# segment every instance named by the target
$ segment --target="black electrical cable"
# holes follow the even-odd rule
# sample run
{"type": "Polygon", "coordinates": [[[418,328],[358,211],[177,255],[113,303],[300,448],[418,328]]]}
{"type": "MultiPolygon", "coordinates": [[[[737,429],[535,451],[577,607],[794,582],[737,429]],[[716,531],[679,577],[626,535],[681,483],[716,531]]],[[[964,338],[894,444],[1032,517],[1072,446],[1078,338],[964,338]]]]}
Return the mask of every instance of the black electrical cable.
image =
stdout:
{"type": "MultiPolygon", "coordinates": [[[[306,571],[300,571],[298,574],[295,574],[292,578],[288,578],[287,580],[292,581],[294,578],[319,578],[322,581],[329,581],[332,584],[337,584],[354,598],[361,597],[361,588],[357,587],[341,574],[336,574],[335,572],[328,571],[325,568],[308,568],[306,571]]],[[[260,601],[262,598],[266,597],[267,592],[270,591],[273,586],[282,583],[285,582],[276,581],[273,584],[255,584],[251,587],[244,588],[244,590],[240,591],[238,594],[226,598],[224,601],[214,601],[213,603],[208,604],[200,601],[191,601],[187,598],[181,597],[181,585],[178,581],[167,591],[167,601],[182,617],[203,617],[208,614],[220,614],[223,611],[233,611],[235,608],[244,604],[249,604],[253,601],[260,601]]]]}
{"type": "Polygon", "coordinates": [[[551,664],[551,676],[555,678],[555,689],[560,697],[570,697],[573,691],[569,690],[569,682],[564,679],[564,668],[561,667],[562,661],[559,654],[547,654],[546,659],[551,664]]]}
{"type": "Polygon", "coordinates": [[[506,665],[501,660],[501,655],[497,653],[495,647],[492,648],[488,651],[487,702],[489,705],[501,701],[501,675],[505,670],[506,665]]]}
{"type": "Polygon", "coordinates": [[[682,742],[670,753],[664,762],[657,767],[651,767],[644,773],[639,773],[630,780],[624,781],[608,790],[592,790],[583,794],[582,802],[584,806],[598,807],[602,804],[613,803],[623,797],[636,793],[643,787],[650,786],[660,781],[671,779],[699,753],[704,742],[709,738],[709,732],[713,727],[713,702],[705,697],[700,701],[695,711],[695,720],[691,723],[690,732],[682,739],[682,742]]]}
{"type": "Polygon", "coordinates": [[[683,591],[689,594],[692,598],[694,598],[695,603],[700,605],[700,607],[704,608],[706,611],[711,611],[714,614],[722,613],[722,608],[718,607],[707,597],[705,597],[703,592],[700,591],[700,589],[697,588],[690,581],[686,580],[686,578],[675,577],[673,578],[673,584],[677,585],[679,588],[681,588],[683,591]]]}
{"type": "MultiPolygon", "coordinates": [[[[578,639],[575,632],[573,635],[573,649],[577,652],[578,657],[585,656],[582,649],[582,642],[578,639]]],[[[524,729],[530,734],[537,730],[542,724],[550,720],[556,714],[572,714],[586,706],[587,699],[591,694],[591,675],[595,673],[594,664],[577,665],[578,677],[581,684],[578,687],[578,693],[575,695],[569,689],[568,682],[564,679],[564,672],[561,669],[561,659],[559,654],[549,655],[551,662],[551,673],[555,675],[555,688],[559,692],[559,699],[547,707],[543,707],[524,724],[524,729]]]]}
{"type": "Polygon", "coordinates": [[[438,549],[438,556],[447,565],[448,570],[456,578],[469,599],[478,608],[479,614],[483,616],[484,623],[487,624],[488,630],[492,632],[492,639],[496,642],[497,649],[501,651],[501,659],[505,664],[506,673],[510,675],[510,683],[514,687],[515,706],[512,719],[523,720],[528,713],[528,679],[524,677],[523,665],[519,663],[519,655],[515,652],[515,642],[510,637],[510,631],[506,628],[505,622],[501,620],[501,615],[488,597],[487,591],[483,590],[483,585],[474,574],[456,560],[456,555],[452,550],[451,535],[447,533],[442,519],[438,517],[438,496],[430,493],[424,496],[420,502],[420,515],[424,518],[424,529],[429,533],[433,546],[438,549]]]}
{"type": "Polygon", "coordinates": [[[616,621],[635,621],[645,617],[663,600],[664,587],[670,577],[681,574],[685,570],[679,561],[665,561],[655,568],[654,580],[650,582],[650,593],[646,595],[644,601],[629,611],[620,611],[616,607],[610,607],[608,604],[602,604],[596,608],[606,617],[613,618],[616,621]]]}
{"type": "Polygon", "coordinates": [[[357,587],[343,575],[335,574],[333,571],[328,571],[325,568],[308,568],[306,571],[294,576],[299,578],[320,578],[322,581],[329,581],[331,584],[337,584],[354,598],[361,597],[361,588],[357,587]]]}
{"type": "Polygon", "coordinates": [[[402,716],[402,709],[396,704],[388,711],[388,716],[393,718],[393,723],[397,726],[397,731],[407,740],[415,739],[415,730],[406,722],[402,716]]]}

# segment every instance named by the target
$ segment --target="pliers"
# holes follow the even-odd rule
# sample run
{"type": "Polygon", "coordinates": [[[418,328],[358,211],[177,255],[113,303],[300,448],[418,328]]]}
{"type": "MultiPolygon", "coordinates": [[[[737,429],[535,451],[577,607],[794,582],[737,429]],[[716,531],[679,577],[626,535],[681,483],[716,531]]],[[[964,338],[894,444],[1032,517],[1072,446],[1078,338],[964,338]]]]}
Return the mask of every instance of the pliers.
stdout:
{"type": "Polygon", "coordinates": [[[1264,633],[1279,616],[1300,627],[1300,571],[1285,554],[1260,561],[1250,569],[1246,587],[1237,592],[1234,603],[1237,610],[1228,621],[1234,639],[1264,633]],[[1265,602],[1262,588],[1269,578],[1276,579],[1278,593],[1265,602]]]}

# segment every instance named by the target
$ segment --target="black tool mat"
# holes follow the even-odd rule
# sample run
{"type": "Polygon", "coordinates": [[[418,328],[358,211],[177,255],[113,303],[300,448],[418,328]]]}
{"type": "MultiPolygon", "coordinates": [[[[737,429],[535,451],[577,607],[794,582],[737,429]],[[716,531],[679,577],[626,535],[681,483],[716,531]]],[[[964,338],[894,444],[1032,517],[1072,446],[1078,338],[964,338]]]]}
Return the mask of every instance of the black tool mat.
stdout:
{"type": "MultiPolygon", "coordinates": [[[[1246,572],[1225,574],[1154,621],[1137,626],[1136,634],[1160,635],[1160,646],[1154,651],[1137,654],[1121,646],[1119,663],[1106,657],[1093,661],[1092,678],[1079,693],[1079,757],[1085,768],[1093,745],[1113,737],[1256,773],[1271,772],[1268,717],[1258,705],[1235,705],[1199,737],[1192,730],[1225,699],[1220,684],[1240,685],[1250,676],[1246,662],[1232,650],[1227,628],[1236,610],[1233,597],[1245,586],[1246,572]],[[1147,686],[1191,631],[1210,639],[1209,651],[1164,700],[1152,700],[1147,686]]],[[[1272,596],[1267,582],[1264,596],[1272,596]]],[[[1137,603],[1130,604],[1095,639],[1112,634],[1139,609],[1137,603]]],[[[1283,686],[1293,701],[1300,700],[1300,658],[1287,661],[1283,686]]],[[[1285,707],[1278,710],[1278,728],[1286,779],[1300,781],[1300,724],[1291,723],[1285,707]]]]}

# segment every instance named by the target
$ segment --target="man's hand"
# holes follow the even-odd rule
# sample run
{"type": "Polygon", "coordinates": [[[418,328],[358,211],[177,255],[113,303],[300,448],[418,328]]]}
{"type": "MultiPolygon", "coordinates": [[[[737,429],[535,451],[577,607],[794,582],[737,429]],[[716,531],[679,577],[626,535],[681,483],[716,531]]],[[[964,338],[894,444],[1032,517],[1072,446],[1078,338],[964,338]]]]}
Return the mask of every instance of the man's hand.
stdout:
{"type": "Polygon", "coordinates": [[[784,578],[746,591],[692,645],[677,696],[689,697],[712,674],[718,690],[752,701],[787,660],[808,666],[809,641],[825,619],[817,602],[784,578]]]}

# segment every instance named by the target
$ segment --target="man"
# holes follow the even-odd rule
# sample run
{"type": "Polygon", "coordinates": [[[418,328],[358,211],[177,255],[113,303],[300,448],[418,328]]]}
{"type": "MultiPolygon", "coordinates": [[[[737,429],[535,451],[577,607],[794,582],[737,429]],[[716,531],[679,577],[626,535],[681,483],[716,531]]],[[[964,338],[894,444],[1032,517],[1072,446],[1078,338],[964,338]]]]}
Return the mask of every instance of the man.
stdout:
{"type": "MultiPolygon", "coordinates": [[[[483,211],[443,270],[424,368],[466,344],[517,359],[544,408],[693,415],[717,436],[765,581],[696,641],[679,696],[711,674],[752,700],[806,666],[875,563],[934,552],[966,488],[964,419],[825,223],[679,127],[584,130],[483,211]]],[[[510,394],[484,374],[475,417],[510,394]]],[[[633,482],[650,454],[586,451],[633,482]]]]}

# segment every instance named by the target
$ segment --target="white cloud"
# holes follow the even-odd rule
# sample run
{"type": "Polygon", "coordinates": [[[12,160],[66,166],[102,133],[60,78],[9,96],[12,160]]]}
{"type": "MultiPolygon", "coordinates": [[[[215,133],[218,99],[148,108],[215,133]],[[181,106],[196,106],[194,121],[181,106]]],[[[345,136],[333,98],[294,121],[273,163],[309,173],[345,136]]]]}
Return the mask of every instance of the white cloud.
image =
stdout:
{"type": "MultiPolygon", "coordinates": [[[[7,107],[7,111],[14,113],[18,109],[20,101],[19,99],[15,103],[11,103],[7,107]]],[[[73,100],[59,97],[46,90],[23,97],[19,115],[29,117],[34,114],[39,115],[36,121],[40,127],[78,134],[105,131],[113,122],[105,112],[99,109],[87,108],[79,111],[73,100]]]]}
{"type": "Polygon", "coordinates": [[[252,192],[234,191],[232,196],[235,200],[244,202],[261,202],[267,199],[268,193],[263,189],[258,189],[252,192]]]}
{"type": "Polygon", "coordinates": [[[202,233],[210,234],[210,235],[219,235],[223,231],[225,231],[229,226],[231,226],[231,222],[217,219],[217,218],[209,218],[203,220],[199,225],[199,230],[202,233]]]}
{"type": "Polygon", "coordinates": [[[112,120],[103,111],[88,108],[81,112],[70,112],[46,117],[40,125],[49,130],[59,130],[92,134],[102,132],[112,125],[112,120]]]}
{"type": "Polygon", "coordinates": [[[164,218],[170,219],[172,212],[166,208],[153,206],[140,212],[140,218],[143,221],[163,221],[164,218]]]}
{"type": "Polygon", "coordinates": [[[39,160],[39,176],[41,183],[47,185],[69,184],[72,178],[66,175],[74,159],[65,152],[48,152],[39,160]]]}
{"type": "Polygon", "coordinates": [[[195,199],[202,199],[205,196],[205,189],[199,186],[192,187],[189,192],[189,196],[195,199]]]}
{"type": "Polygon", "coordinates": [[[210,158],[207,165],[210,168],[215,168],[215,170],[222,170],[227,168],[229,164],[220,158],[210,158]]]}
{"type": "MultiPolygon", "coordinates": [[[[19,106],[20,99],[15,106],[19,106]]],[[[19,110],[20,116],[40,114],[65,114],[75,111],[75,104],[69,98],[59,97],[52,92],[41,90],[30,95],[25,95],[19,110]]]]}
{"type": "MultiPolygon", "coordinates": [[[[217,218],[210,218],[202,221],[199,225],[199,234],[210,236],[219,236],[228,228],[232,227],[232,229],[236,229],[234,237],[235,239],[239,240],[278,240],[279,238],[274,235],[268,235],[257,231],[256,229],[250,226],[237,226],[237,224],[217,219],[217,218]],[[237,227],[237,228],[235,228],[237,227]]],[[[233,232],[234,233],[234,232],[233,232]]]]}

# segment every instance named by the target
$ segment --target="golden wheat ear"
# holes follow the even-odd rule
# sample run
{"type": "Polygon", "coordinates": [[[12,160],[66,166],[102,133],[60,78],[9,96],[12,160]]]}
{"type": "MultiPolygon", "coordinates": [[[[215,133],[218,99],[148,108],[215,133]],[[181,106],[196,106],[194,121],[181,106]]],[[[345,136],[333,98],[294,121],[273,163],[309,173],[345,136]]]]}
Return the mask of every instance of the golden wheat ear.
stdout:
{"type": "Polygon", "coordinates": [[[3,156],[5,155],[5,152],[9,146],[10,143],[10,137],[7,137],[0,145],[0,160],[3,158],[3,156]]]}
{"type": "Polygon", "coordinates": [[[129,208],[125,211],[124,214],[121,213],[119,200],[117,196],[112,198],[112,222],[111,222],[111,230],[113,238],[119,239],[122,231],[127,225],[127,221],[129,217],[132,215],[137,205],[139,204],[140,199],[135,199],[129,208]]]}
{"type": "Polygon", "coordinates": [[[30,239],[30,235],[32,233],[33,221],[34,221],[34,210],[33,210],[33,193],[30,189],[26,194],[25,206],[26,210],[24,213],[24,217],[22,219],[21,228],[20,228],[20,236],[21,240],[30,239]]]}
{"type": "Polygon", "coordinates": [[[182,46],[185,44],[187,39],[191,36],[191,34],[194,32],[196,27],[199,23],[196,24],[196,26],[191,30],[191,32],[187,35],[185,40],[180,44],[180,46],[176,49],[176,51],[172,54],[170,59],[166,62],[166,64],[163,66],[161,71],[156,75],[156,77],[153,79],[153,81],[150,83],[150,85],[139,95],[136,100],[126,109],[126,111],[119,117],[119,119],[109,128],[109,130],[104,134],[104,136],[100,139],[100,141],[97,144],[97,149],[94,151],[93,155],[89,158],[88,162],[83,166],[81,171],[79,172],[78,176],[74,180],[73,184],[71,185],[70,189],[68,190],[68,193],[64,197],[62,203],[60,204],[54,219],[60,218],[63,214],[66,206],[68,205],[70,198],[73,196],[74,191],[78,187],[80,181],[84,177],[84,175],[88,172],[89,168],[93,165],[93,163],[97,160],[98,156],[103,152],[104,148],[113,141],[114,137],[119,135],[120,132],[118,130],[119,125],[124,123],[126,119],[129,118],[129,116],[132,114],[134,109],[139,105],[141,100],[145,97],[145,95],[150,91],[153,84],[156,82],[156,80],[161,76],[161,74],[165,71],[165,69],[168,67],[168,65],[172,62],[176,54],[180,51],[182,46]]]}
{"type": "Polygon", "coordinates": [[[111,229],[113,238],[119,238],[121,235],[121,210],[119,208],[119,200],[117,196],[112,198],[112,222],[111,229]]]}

────────────────

• **PROBLEM**
Identify the lines above that contain the word "golden", then copy them.

• **OUTPUT FOR THIS EXERCISE**
$ segment --target="golden wheat ear"
Return the mask of every instance of the golden wheat ear.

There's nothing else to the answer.